GIVEN DATA: Begin

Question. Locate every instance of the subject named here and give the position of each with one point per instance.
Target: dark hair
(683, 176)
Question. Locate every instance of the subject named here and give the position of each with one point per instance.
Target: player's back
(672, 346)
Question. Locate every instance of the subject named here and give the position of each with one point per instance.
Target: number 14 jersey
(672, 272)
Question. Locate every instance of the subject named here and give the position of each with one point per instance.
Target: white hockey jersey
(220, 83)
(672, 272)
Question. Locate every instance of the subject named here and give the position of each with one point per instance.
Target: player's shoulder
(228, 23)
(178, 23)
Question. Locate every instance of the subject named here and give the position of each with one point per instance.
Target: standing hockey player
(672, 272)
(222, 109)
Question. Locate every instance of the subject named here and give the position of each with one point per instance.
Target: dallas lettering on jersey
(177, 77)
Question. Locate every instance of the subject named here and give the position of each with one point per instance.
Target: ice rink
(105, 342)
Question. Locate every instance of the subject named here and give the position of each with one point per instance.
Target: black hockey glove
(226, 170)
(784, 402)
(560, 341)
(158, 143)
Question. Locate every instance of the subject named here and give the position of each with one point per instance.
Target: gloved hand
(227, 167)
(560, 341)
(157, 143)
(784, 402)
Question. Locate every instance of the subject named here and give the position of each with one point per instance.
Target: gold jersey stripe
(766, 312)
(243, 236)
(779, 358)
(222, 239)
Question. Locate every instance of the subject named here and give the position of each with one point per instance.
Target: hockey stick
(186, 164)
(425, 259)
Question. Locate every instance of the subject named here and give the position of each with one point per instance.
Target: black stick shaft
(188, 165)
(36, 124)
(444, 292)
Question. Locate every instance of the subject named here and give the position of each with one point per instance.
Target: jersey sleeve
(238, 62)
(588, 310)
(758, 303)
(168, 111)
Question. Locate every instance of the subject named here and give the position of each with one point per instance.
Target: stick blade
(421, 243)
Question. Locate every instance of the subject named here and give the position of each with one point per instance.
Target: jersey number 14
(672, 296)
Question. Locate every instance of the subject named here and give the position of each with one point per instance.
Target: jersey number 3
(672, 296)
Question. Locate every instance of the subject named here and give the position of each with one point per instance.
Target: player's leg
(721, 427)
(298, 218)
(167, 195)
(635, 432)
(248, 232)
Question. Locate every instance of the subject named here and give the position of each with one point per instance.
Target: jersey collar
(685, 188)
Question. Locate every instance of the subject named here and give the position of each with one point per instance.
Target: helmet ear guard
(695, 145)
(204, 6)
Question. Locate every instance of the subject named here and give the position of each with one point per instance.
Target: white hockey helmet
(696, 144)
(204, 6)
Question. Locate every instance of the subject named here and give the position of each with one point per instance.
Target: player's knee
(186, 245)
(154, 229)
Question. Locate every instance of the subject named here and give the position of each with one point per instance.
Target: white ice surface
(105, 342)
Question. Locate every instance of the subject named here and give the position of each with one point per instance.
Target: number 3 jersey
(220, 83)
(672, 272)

GIVEN DATA: End
GIVEN DATA: Begin

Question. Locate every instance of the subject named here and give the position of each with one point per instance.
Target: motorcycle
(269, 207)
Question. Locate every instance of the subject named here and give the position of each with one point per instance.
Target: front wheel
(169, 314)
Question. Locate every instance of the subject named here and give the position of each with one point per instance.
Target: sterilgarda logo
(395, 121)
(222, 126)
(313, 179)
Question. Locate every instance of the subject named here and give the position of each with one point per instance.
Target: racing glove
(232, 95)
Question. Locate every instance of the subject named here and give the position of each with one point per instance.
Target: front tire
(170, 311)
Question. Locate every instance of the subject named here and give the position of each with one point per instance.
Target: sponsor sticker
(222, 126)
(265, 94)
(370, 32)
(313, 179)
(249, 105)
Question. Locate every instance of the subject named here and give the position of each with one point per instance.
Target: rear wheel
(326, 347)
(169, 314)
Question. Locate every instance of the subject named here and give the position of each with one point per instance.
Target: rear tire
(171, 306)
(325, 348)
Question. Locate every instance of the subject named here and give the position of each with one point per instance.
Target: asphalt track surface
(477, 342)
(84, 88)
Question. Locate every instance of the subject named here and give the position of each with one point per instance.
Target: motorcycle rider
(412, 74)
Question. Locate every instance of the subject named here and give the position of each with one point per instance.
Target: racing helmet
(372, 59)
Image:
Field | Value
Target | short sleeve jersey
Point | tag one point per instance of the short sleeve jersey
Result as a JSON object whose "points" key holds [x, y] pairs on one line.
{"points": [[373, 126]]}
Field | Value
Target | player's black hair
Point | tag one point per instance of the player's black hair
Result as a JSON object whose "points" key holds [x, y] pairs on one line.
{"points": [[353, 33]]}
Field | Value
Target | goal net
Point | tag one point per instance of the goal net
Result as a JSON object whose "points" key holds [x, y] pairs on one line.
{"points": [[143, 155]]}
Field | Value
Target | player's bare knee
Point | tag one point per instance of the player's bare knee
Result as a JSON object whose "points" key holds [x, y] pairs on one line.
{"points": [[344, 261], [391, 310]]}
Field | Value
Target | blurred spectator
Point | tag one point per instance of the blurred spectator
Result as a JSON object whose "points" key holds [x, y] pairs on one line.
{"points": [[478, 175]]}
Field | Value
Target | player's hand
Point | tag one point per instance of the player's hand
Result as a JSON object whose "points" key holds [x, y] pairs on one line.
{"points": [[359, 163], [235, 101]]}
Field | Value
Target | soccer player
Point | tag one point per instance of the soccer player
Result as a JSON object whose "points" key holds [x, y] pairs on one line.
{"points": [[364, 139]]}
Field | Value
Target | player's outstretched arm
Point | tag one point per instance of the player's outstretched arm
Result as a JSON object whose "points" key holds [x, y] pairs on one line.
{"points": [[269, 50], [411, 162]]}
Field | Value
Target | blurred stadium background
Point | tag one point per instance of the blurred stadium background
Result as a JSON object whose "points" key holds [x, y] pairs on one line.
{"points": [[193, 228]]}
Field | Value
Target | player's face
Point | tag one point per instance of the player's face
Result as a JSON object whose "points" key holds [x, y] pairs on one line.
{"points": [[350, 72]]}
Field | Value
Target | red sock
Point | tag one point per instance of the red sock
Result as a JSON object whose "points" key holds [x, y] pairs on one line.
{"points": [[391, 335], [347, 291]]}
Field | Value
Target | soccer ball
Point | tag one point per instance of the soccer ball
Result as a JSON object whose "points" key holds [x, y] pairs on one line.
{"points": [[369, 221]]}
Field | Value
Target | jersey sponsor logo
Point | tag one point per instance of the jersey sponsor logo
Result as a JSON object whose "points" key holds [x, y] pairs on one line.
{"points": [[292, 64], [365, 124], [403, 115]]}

GIVEN DATA: End

§ PROBLEM DETAILS:
Where a line of the entries above holds the word "sock", return that line.

§ ANSWER TO THIS TASK:
Target | red sock
Point | tag one point per instance of the red sock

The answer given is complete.